WORK TO DO »
Please give back, unchanged, the lines from the one that contains "Segment the gray" through the final line of the rows below, both ends included.

ROWS »

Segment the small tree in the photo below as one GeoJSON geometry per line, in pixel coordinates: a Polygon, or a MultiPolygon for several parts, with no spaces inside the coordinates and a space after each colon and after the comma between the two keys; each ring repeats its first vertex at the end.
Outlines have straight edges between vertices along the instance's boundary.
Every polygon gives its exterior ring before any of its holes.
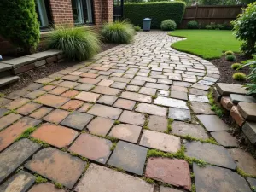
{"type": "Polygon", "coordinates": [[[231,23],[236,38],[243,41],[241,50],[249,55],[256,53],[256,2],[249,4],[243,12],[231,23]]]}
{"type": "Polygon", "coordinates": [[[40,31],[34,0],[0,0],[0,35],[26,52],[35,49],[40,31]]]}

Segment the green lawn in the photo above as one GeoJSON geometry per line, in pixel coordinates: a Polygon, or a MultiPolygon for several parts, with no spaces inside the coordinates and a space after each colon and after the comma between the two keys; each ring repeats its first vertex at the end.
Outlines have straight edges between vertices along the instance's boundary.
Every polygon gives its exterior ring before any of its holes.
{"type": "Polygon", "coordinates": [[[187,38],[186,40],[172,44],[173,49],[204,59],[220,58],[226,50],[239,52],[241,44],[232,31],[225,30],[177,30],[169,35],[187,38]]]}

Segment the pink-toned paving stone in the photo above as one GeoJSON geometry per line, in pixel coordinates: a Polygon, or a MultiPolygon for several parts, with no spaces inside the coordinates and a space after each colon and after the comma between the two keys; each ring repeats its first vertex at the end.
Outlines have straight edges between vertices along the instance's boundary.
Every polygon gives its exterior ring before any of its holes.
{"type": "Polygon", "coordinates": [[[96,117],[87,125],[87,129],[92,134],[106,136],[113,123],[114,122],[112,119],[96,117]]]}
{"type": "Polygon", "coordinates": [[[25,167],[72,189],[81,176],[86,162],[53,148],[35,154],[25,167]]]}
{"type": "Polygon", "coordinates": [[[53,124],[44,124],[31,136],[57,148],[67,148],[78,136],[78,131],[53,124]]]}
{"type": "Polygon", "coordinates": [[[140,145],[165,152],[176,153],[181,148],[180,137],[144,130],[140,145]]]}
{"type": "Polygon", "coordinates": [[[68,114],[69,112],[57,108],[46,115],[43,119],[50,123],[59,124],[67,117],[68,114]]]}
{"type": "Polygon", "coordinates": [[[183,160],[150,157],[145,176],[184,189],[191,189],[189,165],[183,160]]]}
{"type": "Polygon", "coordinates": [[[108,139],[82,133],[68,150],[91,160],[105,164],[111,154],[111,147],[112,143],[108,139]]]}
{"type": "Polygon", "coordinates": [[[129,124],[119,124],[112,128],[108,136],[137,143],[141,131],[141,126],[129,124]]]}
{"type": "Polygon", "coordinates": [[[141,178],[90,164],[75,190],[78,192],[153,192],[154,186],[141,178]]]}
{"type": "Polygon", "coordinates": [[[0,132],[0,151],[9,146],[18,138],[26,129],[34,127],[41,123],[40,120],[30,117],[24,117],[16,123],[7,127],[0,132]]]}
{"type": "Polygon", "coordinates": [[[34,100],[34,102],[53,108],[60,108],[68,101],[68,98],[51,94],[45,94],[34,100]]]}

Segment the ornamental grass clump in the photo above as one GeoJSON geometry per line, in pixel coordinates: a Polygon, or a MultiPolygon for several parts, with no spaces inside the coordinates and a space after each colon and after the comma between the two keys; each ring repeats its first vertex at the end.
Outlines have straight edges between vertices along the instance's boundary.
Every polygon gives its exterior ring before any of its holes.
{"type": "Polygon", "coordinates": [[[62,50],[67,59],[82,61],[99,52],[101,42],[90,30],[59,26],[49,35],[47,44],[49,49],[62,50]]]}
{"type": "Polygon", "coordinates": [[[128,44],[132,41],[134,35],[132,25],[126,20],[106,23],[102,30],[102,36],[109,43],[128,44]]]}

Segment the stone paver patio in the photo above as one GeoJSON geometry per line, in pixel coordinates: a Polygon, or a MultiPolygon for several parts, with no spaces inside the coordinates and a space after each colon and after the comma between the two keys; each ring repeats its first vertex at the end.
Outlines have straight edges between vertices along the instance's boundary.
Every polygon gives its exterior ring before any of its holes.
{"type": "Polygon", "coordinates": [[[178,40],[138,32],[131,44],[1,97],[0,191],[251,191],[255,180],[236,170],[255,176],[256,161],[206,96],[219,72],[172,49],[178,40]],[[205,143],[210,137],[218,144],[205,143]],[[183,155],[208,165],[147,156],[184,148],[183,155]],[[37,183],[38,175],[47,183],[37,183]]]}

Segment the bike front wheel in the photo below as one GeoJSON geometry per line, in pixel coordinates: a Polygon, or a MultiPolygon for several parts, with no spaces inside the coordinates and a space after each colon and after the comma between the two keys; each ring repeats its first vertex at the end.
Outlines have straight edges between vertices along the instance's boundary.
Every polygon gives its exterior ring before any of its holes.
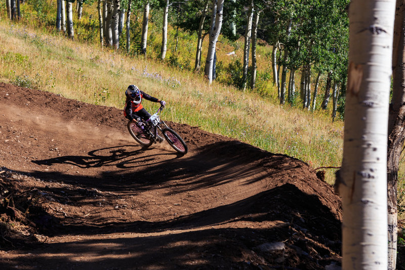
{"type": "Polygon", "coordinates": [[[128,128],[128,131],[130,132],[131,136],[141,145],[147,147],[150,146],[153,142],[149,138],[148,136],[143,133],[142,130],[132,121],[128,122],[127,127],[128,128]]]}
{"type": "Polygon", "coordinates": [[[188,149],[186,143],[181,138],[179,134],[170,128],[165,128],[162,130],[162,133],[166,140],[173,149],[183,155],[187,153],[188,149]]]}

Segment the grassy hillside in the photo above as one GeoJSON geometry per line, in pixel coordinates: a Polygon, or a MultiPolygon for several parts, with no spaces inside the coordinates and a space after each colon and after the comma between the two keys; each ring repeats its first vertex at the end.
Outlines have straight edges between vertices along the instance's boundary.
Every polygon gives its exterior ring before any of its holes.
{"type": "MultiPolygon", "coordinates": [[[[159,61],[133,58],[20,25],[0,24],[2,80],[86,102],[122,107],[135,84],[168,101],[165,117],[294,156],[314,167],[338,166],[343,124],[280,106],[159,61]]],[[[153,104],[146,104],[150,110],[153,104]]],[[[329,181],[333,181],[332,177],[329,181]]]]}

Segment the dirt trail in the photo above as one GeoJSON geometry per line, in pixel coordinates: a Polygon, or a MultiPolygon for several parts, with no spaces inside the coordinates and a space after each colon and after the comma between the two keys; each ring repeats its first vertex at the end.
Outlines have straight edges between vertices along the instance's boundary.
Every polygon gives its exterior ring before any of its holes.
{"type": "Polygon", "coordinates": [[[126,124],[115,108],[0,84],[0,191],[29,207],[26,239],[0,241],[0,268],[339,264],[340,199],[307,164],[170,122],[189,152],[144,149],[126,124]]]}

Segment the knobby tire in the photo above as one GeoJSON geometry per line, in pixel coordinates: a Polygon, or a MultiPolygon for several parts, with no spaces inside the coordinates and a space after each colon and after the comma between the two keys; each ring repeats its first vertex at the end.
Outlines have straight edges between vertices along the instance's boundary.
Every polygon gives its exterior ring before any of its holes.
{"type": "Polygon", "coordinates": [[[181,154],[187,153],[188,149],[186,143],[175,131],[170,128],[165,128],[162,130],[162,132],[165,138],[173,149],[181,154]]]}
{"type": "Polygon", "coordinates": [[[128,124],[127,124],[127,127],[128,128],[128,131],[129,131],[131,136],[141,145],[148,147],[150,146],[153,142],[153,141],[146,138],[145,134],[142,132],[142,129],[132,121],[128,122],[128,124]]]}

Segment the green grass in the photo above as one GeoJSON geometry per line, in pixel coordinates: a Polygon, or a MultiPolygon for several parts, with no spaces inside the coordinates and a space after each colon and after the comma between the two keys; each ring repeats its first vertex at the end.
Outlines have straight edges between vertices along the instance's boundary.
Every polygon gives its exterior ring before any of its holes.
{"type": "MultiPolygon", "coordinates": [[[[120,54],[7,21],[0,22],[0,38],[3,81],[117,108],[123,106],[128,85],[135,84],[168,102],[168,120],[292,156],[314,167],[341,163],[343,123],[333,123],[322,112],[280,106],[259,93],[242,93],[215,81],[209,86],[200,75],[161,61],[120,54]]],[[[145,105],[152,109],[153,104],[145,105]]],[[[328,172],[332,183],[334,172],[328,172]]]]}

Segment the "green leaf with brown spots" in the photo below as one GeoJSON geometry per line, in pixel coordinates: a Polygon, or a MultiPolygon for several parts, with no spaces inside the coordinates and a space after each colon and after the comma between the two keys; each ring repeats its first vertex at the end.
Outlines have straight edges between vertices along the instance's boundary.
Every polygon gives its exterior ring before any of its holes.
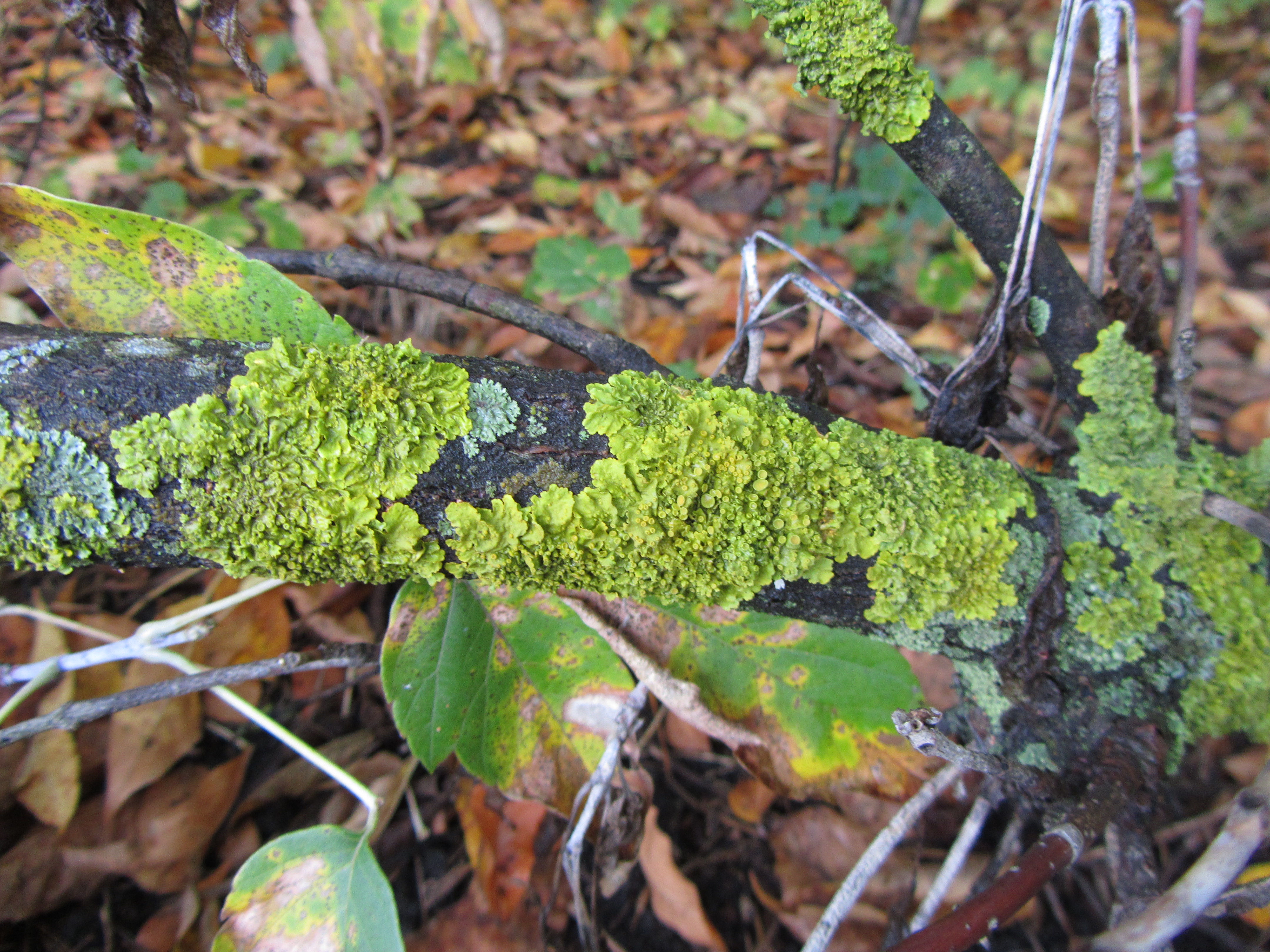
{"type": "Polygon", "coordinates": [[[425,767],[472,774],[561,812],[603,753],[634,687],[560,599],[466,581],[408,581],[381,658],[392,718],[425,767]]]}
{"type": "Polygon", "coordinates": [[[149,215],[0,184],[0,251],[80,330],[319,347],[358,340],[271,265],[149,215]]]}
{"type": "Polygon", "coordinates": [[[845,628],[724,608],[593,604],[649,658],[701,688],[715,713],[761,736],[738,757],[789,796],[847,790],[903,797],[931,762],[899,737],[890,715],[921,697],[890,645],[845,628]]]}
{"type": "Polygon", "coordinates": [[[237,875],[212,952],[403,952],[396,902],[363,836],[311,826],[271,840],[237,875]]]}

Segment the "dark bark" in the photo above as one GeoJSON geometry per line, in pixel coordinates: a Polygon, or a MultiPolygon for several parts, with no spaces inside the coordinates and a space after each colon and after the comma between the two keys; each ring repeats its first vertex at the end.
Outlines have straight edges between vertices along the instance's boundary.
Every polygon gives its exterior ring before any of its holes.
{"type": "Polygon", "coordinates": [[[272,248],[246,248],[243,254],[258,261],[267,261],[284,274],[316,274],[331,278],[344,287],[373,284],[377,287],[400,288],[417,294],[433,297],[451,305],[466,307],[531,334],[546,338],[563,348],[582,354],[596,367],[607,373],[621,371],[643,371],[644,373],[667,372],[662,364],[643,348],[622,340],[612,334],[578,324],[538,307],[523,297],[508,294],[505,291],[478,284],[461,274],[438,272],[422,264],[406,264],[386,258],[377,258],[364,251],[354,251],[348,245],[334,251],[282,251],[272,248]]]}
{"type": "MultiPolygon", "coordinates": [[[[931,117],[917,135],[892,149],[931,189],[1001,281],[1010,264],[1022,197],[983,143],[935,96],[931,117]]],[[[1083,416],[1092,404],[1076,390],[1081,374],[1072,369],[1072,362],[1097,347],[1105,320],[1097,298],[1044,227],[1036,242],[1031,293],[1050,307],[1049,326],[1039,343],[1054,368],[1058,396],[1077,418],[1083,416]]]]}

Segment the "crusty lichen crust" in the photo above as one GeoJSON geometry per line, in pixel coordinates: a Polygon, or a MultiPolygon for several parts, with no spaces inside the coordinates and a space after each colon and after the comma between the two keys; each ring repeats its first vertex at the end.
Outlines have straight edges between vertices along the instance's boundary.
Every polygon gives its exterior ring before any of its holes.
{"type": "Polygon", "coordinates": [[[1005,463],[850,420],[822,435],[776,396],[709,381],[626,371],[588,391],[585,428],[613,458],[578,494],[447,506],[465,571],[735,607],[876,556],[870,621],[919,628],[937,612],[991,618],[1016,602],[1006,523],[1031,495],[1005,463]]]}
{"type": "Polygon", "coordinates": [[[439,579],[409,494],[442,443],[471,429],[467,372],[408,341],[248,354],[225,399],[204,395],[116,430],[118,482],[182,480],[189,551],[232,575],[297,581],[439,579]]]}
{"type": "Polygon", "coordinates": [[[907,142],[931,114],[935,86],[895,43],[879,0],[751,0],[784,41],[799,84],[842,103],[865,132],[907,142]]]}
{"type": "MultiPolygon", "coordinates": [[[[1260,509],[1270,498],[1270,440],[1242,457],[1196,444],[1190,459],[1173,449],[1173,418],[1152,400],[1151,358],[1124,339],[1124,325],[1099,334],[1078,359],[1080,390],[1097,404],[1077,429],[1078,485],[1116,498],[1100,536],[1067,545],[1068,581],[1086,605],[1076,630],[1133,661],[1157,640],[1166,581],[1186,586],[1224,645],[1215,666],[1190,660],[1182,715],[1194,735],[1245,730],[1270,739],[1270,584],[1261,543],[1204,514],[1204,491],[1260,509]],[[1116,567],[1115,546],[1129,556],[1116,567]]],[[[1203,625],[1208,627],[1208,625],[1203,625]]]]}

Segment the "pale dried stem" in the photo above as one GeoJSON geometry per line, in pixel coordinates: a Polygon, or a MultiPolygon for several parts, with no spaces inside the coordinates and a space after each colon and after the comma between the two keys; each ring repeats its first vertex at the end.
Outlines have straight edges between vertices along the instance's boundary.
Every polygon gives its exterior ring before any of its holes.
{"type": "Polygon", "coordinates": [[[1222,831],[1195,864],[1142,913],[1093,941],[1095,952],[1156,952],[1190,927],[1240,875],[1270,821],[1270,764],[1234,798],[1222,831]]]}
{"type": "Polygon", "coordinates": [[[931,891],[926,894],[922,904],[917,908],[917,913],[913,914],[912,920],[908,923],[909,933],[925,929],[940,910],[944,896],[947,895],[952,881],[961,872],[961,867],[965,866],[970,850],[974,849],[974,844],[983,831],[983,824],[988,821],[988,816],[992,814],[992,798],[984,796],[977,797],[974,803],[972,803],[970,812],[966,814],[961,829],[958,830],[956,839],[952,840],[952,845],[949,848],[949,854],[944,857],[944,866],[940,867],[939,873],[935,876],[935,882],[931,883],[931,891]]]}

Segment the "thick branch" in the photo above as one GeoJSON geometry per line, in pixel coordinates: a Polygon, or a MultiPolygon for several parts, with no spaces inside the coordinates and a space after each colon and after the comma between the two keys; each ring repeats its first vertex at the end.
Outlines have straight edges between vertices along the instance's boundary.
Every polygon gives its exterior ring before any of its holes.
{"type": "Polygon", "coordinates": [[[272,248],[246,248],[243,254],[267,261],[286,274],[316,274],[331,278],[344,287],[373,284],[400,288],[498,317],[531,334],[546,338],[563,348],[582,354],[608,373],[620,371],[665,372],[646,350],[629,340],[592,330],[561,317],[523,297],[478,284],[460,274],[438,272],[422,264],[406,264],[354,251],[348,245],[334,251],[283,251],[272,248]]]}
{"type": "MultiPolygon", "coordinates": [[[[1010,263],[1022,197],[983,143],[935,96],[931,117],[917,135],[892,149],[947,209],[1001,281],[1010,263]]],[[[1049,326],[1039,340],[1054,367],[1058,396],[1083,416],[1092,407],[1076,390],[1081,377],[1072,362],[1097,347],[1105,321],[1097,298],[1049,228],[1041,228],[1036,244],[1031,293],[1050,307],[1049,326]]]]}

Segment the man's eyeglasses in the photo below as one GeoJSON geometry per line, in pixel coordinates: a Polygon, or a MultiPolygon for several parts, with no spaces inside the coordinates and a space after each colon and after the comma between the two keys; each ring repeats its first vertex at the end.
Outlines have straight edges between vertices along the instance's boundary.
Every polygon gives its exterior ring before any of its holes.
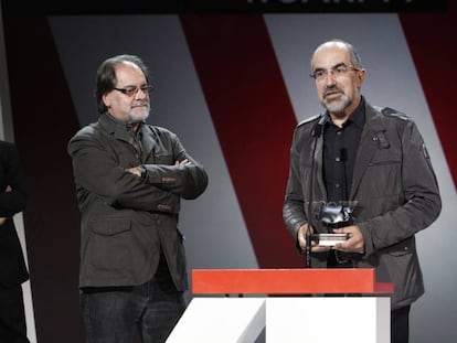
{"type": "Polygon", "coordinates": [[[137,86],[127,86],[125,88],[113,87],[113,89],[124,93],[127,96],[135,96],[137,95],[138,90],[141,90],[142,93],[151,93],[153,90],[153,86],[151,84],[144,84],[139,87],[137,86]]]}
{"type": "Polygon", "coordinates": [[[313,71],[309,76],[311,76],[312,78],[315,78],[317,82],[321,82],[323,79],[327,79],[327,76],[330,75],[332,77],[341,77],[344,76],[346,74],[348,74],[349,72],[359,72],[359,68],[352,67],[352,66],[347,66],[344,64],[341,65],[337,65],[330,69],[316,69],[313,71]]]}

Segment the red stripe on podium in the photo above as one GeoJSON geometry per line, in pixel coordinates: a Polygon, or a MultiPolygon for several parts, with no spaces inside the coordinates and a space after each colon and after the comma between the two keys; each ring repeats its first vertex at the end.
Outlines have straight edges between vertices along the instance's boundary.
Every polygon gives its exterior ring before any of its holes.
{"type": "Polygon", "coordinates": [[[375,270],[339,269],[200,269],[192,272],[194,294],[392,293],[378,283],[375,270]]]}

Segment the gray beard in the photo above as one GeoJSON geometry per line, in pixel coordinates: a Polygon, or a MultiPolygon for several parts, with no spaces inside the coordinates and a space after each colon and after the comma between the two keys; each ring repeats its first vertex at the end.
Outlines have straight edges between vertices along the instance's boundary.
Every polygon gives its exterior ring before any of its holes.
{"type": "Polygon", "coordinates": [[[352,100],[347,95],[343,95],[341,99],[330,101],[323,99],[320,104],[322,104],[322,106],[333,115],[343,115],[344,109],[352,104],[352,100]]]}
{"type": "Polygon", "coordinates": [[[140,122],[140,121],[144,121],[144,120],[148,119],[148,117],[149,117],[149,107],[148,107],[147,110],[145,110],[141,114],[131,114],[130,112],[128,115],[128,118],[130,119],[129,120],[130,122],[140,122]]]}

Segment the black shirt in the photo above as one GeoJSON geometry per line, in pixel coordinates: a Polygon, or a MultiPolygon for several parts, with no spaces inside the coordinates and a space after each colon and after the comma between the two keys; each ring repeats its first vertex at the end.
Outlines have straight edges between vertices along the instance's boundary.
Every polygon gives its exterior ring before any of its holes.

FULL OUTPUT »
Segment the gray beard in the photo above as one GeoJSON geometry per line, in pixel coordinates: a Polygon, or a MultiPolygon for several parts, with no spaces inside the coordinates and a space after each colon and after the comma between the two keys; each ring repeats its first vertex at the end.
Outlines have straight edges between vertices along the instance's boundary.
Every polygon gives its exterior ring before any of its holes.
{"type": "Polygon", "coordinates": [[[352,100],[347,95],[343,95],[341,99],[330,101],[323,99],[320,104],[322,104],[322,106],[333,115],[343,115],[344,109],[352,104],[352,100]]]}
{"type": "Polygon", "coordinates": [[[140,122],[140,121],[144,121],[144,120],[148,119],[148,117],[149,117],[149,107],[148,107],[147,110],[145,110],[141,114],[131,114],[130,112],[128,115],[128,118],[130,119],[129,120],[130,122],[140,122]]]}

Segment the black shirt in the photo above as one GeoJSON geometry per line, in pixel coordinates: a Polygon, or a MultiPolygon for several parts, with no spaces inside the coordinates and a space after each colon and after the comma between the two keys; each ring repeats its first vertex at the end.
Outlines have straight edges between vertices along the instance's boundary.
Every polygon gives its exterior ring before any of its holes.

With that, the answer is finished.